Neither baseline nor maximum arteriolar diameters differed significantly with age or sex (Table 1). However, arteriolar constriction in response to elevating superfusate O2 from 0 to 21% was significantly greater (P < 0.05) in YM compared to other groups (Table 1), consistent with earlier observations (Bearden et al. 2004). There were no differences in respective heart rates (378 ± 15 vs. 353 ± 22 beats min−1) or mean arterial blood pressures (76 ± 1 vs. 76 ± 3 mmHg) between YM and OM.

Table 1.

Diameters and oxygen response of second-order arterioles in mouse gluteus maximus muscle

Baseline diameter (μm)
Maximum diameter (μm)
O2 response (μm)
Age-group
Young 17 ± 1 17 ± 1 31 ± 1 29 ± 1 −10 ± 1* −5 ± 1
Old 17 ± 1 17 ± 1 31 ± 1 30 ± 1 −6 ± 1 −4 ± 1

Baseline values were recorded under control conditions (superfusate equilibrated with 5% CO2–95% N2). Maximum values were recorded during superfusion with SNP (10 μm). O2 response indicates the change in diameter in response to elevating superfusate O2 from 0 to 21%.

*

Arterioles of YM constricted more than other groups, P < 0.05 (n= 6–22 per cell).

**Questions on the material**.
a – Answer these questions about the arteriole text:
(i) What mean arterial blood pressures are given for YM and OM?
(ii) What was used for superfusion when maximum values were recorded?
(iii) What gas mixture was the superfusate equilibrated with when baseline values were recorded?
b – How would you say this sentence from the arteriole text in Spanish: "Neither baseline nor maximum arteriolar diameters differed significantly with age or sex (Table 1)."?
c – In the arteriole text, what measurements head the columns of Table 1? List each with its unit.

**Records supplied**.
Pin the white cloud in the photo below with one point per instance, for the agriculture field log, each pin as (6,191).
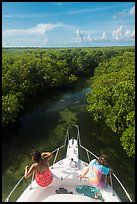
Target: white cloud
(125,12)
(40,29)
(121,33)
(80,35)
(132,11)
(104,36)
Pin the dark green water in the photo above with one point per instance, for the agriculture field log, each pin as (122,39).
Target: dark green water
(43,126)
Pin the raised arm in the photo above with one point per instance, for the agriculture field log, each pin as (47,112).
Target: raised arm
(46,155)
(28,171)
(84,173)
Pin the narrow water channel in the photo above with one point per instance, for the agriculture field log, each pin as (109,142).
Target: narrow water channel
(43,126)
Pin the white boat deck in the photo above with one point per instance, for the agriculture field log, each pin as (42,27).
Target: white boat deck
(64,177)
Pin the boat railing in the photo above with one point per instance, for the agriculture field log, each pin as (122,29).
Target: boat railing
(67,138)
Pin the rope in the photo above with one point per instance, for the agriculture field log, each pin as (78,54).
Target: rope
(111,184)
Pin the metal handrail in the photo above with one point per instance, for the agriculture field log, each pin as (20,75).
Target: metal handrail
(8,197)
(57,151)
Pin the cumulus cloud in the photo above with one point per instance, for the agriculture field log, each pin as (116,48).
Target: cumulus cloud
(104,36)
(125,12)
(121,33)
(39,29)
(118,34)
(80,35)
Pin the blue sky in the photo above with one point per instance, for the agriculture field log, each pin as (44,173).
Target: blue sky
(68,24)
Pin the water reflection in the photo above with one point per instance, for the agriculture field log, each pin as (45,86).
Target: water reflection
(44,125)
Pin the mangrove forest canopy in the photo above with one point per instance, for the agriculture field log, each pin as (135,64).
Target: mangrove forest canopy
(26,72)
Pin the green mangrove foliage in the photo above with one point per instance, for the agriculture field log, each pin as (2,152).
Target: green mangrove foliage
(27,72)
(113,97)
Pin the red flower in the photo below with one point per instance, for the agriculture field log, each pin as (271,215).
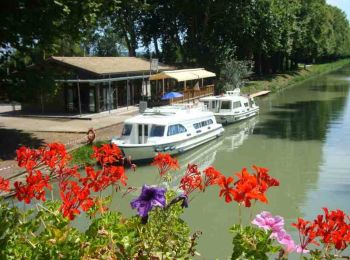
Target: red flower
(211,176)
(264,179)
(192,179)
(4,185)
(226,188)
(101,179)
(165,163)
(307,233)
(27,158)
(54,155)
(247,188)
(107,154)
(74,198)
(333,229)
(34,187)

**Results for the exercise**.
a –
(i) 76 ± 1 mmHg for YM and 76 ± 3 mmHg for OM.
(ii) SNP (10 μm).
(iii) 5% CO2–95% N2.

b – Ni los diámetros arteriolares basales ni los máximos difirieron significativamente con la edad o el sexo (Tabla 1).

c –
- Baseline diameter (μm)
- Maximum diameter (μm)
- O2 response (μm)